- _Record extracts_
--- begin ---
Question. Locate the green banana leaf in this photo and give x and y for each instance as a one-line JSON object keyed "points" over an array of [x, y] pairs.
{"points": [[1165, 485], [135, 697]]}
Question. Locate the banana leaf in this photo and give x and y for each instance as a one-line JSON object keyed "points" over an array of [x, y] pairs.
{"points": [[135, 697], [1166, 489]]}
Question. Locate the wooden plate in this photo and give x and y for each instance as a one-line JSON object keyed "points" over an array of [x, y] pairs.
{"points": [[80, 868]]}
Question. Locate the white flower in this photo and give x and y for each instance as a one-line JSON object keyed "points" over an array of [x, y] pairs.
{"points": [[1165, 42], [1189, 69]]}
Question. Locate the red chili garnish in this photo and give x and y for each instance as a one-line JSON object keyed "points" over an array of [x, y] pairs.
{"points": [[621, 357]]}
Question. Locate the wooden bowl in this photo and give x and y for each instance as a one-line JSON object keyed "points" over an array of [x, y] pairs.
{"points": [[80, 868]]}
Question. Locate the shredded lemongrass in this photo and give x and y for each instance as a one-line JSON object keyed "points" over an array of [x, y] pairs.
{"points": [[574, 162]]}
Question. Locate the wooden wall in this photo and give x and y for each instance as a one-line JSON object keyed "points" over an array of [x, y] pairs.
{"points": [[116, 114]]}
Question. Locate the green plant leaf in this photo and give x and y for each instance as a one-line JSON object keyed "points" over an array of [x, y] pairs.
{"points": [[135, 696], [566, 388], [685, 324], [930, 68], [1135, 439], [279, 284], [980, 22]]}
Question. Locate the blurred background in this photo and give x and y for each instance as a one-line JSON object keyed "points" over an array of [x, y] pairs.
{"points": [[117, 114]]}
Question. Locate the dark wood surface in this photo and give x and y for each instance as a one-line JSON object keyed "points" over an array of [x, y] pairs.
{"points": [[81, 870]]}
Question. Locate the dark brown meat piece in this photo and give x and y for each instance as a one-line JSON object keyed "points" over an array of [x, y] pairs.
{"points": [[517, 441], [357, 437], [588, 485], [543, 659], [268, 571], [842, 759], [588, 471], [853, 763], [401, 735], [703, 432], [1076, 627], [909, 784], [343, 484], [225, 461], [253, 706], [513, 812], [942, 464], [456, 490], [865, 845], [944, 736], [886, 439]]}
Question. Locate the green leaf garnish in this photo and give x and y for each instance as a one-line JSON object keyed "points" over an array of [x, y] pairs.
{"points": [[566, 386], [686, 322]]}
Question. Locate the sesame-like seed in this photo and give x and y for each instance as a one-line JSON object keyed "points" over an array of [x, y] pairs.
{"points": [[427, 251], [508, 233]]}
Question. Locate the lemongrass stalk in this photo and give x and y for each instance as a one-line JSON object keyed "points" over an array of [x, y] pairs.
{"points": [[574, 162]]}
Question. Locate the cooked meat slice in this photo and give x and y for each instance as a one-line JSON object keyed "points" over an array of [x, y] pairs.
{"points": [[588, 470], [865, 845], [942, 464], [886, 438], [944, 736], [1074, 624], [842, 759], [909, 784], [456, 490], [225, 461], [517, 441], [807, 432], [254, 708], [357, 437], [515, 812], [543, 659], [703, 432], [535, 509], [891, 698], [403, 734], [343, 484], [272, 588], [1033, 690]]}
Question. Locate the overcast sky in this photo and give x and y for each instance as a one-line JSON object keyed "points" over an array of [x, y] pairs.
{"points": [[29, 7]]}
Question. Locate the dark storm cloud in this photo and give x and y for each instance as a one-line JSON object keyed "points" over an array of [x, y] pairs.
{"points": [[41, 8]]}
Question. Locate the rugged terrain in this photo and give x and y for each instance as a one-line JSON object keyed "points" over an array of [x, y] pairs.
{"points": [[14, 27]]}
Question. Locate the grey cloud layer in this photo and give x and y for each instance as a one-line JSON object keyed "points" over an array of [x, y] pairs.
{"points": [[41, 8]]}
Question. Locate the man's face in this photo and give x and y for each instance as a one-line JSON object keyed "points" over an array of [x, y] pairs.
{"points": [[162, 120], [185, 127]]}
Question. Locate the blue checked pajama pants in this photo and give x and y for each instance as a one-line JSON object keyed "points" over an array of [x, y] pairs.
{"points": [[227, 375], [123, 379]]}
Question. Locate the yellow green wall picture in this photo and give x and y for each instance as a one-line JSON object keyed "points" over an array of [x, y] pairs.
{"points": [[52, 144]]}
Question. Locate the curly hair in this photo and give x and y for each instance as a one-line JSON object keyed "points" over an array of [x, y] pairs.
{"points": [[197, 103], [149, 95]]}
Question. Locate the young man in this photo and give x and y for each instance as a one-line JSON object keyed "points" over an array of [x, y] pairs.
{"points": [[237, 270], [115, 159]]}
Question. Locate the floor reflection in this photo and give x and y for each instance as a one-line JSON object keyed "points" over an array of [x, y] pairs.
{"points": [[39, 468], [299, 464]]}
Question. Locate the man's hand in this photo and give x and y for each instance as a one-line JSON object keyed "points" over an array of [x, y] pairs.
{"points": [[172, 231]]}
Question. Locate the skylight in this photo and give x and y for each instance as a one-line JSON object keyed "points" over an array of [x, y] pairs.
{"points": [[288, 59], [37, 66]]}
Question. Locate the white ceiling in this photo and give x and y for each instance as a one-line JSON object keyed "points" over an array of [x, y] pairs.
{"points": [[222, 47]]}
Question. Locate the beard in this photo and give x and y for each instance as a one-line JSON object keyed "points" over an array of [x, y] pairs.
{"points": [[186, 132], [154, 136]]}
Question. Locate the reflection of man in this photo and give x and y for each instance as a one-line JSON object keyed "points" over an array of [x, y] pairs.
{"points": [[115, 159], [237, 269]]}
--- end ---
- _Set task_
Starting with the line that contains "Question. Locate the floor", repeat each line through the last one exactly as it appears. Include both ends and nothing more.

- _Written answer_
Question. Locate the floor reflection in this photo and give x and y for each instance as a one-line JSON object keyed "points" over an array of [x, y] pairs.
{"points": [[39, 468], [299, 464]]}
Question. Locate the man's hand in this photo and give x and y for each instance as a one-line JSON object keyed "points" over an array of [x, y] pairs.
{"points": [[172, 231]]}
Question. Locate the skylight in this photo and give x and y for each instance as a one-line JSON object keyed "points" over an array of [x, y] pairs.
{"points": [[288, 59], [37, 66]]}
Question. Locate the white ceiling in this photo and give x and y for each instance as a one-line JSON object keyed "points" over an array of [x, y] pairs.
{"points": [[222, 47]]}
Question. Locate the beard in this photo and give x and y for each instance as a one-line JSON object keyed "points" over an array of [x, y] pairs.
{"points": [[186, 132], [154, 136]]}
Question. Locate the reflection of man in this photo and give x and y for each instance as a one-line JSON object keyed "points" over an array of [x, y] pairs.
{"points": [[115, 159], [237, 269]]}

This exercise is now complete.